**Material supplied:**

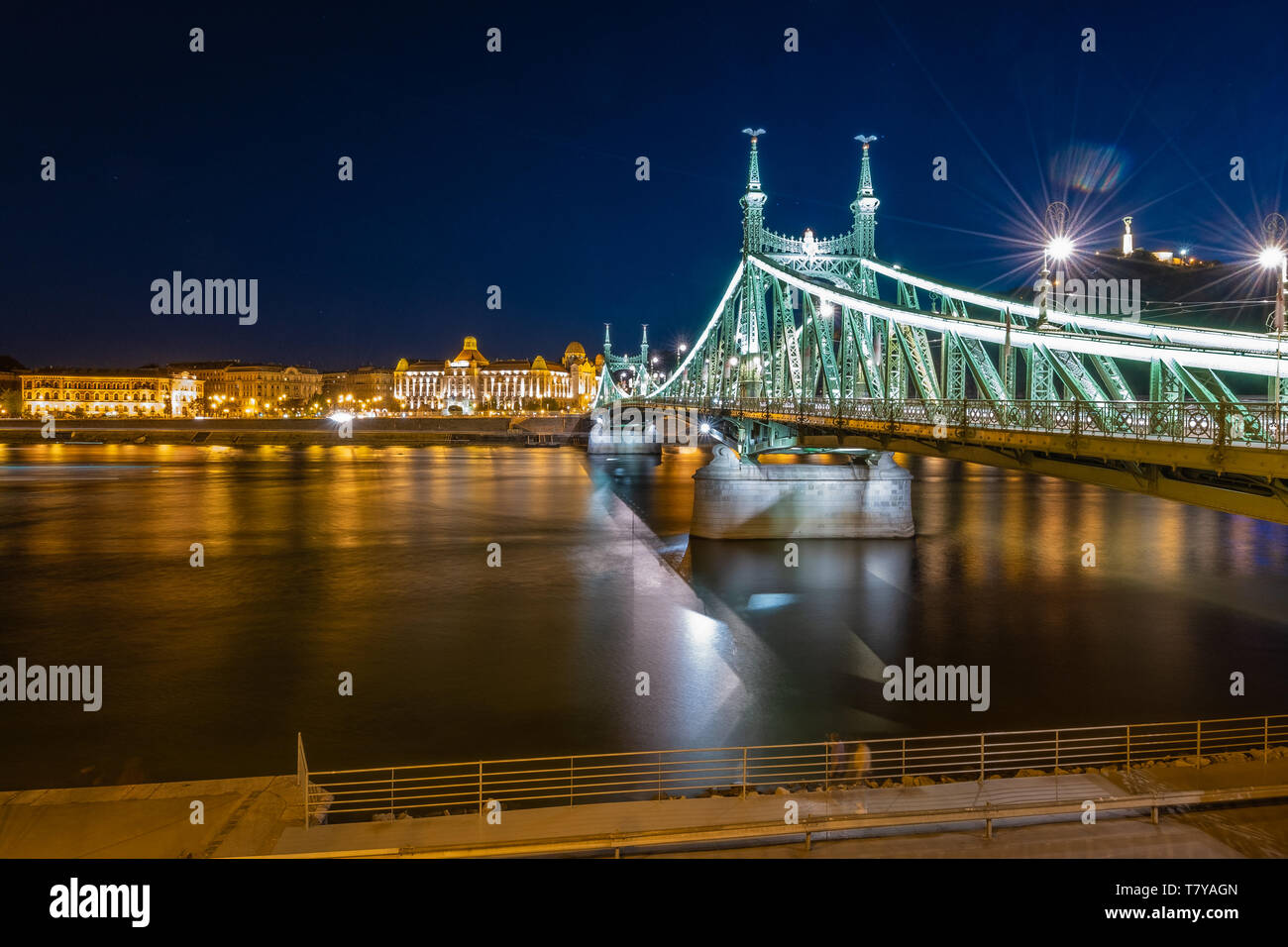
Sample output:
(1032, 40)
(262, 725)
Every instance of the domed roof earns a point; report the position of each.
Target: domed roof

**Exercise requirements:** Copy these lines again word for word, leaving out the pictures.

**Solution to the exercise:**
Sample output:
(1032, 40)
(262, 725)
Every instance of the domed roof earns a point; report the position of each.
Target: domed roof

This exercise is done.